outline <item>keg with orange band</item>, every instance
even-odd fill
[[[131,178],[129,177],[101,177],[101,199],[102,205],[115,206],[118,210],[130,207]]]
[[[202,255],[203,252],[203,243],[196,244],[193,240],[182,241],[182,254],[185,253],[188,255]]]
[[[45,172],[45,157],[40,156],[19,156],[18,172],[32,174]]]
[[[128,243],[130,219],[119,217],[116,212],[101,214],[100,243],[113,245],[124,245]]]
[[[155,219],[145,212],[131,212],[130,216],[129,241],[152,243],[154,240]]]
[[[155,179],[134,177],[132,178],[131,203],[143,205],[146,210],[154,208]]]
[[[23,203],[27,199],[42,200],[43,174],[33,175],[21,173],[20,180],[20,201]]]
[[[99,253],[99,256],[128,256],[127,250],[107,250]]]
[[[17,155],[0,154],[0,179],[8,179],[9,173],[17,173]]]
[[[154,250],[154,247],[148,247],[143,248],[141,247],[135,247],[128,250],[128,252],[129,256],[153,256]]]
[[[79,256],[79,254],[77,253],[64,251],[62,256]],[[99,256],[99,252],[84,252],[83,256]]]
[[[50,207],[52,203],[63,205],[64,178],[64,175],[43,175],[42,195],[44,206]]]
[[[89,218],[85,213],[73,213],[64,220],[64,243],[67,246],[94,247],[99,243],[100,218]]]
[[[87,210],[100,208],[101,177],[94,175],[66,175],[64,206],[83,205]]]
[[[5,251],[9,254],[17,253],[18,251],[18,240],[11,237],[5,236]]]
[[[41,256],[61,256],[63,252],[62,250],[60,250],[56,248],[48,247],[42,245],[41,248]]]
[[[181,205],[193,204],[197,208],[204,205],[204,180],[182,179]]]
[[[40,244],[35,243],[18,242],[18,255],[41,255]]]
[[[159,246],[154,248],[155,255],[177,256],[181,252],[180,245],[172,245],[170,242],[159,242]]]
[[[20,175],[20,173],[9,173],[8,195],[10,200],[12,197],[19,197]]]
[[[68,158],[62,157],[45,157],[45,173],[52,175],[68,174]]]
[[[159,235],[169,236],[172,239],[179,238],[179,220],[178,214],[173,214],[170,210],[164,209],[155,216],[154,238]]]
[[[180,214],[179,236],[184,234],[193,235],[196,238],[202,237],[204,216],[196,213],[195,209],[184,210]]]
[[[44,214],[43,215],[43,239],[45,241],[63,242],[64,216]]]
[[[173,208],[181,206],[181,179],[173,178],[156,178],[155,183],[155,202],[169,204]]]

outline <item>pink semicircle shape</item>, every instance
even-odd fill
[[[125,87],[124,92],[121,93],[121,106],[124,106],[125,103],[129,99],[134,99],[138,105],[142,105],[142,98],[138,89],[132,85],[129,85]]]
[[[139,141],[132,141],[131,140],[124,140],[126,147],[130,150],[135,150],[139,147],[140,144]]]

■ ■ ■ ■

### Prompt:
Count the lines in the material above that contain the string "item", with case counting. Reply with the number alone.

### The completed task:
2